Selected excerpt below:
Entertainment of Thursday, 20 May 2004
Source: LYNDSAY DUNCOMBE - CBC News Viewpoint
It happens at internet caf?s, restaurants, and even press conferences. You'll be sitting there e-mailing, eating, whatever and all of a sudden, some well-meaning yet harsh-sounding woman will come up behind you, grab the waistband of your pants and whisper coldly, "Please pull up your trousers."
For Ghanaians, accidentally flashing underwear in public (particularly if the person happens to be wearing a thong) is an offence of indecency. It's "abuskeleke" a word defined by the unofficial Ghanaian dictionary on ghanaweb.com as "tight fitting trousers; girls that like to wear tight fitting pants that show off their shape/curves." Some Ghanaians use the words to describe the Britney Spears-inspired western clothing worn by many women in Accra, and others use it as a term of affection. Yelling "Hey, Abus!" seems to be the equivalent of "Hey, you look hot tonight."
Thongs aren't the only things Ghanaians are being told to keep in their trousers. Driving through Accra, you see large painted billboards with pictures of smiling couples telling passersby to abstain from premarital sex. There's an animated commercial on the state-owned television starring an adolescent boy who's beginning to have "urges." His father tells him to go play soccer. The advertisement ends with the boy happily doing just that a perfect smiling picture of youthful abstinence.
Last Valentine's Day (a HUGE celebration here), community and church leaders lamented that all the talk and publicity of couples and love would lead to promiscuity. My colleagues have explained to me that one-night stands only happen where I come from and very rarely in Ghana.
On the one hand, all this anti-sex propaganda makes sense. According to the Centre for HIV Information, 28,000 Ghanaians died of AIDS in 2001. And although the country's HIV infection rate (around three per cent of the total population) is nowhere near as bad as in South Africa or Botswana, Ghanaians are increasingly aware that having sex can be deadly.
And then there's religion. About 60 per cent of Ghanaians are Christian, the other 40 per cent Muslim (about 20 per cent also hold traditional beliefs). Religion and in many cases, strict observance of religious doctrine permeates so many aspects of regular life in Ghana, from the beautiful gospel music that spills out of churches into Accra's streets, to the scripture-inspired shop names (such as "Jesus is my Saviour Carburetor Specialist"), to the special areas set up at workplaces reserved for Muslim prayer. And for many religious Ghanaians, sex is exclusively part of marriage.
End of Selected excerpt.
Extracted records below:
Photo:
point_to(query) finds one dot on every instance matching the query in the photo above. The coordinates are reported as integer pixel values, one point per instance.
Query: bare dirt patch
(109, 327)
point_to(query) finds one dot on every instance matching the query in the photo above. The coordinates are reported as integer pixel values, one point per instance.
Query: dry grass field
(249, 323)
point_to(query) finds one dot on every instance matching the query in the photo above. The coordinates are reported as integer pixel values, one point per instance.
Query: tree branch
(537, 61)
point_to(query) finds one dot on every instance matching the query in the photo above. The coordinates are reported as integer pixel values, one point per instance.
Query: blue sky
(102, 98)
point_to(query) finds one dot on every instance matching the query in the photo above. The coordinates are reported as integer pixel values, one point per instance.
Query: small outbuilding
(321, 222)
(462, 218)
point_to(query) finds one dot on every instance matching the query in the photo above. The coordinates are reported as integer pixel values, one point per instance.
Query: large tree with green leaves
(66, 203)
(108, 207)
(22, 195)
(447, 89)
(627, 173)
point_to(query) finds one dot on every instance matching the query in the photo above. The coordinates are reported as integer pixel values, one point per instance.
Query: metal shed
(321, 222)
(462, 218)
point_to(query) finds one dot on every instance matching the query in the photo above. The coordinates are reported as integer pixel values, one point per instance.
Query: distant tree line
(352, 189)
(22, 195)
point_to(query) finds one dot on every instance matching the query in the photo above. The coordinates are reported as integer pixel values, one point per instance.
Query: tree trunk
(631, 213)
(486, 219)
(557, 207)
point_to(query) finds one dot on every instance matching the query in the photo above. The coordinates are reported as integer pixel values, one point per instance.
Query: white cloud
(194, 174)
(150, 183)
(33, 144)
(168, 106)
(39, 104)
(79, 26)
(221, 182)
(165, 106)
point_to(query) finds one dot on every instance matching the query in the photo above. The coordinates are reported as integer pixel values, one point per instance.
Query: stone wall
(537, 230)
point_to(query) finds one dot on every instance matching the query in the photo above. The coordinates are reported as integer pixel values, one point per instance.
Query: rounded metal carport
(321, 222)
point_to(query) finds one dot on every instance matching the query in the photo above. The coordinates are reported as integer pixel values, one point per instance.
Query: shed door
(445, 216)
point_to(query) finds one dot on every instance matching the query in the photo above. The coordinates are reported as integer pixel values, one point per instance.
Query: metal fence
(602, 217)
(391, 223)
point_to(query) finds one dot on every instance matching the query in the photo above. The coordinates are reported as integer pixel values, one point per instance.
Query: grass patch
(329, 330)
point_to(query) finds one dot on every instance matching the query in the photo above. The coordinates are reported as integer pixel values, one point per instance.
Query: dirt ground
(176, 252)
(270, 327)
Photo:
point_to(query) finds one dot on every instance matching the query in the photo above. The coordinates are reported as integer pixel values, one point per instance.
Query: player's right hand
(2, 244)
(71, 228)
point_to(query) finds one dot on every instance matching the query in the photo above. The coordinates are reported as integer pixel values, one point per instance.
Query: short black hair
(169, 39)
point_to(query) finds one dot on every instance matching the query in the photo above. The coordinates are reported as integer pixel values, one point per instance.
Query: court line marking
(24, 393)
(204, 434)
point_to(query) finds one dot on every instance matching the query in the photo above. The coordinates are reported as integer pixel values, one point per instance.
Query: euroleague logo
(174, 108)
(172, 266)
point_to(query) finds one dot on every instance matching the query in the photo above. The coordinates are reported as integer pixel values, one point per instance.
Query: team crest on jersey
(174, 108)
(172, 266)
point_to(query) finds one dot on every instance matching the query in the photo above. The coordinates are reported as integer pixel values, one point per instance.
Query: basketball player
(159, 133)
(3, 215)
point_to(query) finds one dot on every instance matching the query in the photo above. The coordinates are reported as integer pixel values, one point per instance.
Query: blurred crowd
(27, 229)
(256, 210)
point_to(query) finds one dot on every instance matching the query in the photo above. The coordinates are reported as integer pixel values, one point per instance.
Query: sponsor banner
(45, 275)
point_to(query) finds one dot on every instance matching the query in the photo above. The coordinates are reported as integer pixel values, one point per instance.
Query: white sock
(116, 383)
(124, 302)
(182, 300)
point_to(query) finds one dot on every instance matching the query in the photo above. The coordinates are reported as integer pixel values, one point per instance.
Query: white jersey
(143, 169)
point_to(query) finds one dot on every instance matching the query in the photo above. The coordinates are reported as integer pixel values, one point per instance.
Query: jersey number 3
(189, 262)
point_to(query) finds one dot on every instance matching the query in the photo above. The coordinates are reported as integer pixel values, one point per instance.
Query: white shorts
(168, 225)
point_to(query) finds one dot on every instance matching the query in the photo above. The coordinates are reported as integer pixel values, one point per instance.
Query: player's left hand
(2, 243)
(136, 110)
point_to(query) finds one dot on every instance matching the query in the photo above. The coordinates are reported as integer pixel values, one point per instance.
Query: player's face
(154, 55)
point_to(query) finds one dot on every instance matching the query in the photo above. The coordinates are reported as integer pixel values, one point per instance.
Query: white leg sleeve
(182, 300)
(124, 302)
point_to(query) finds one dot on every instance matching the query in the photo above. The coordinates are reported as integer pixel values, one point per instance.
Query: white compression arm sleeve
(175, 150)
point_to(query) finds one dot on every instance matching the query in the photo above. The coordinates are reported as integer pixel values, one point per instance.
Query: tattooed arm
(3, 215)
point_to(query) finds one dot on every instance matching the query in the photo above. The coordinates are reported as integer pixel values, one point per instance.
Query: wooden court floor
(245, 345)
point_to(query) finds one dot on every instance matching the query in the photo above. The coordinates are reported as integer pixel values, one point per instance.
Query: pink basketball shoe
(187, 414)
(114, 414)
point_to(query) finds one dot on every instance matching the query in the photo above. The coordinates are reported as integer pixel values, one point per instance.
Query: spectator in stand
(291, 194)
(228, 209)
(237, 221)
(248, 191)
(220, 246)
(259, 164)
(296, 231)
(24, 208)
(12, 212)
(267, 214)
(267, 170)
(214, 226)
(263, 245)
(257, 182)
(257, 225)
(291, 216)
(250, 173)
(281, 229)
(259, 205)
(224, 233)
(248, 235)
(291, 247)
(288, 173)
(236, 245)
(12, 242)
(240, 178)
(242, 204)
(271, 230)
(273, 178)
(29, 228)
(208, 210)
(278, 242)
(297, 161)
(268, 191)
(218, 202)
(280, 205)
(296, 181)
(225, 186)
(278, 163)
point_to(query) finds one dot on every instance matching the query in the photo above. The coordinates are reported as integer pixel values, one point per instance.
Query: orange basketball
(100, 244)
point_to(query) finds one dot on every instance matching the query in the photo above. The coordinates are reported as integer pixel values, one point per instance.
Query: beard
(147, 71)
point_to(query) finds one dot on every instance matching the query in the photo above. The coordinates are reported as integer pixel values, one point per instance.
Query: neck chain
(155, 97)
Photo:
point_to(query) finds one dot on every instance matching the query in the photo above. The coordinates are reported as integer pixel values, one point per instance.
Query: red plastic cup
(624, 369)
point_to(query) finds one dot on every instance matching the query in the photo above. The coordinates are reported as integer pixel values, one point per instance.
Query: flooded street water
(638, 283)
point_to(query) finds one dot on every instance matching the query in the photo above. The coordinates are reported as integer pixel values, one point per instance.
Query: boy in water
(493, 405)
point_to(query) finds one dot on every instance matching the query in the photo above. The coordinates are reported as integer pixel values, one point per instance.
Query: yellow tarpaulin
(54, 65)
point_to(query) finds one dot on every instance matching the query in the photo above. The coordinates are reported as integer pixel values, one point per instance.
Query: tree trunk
End of Extracted records.
▸ **Exercise requirements**
#1 According to the column on modesty and sex in Ghana, how many Ghanaians died of AIDS in 2001?
#2 Continue the column on modesty and sex in Ghana from where it stops.
The material plays no part in this.

▸ **Answer list**
#1 28,000 Ghanaians died of AIDS in 2001.

#2
But on the other hand, this country is oozing sexuality. Accra nightclubs are full of couples grinding and shaking their bodies in ways that would make Beyonc? blush. Locally produced hip-life (popular music that blends traditional "high life" sounds with hip-hop beats) videos are full of sexual innuendo and situations.
In the same internet caf?s where women routinely have their pants pulled up, groups of teenagers (mostly young men who, according to the Ghana Broadcasting Corporation's advertisement, would be better off playing soccer) pool around the few computers that play movies and watch live porn.
"Lots of young people are having sex," explains Araba Koonsom, a 27-year-old reporter and anchor at MetroTV, and my personal guide to all things Ghanaian.
"You know, with globalization and the world becoming a global village, young people are seeing things on TV and in magazines, and now they want to be like that. They want to identify with their peers in the western world and other parts of the world. They see their peers having sex and they feel there is nothing wrong with it. They are heavily influenced by what they see."
But Ghana's rush of sexuality can't simply be blamed on pirated DVDs and overpriced fashion magazines. I know lots of women who've experienced unwanted advances from older men who've likely never seen GQ or Cosmo. And I've heard American Peace Corps teachers based in villages far away from westernized Accra say their students are busy going at it instead of playing soccer.
For whatever reason, Ghanaians seem to collectively abhor and embrace sexuality all at once. Both attitudes (the abhorrence based on strict colonial religion, the embrace on western media) could be attributed to the cultural influence of outsiders. But somehow, Ghana has achieved a weird balance.
Sex is, at once, taboo and cool, simultaneously dangerous and commonplace. It's OK to wear the sexiest thong you can find just keep it in your pants.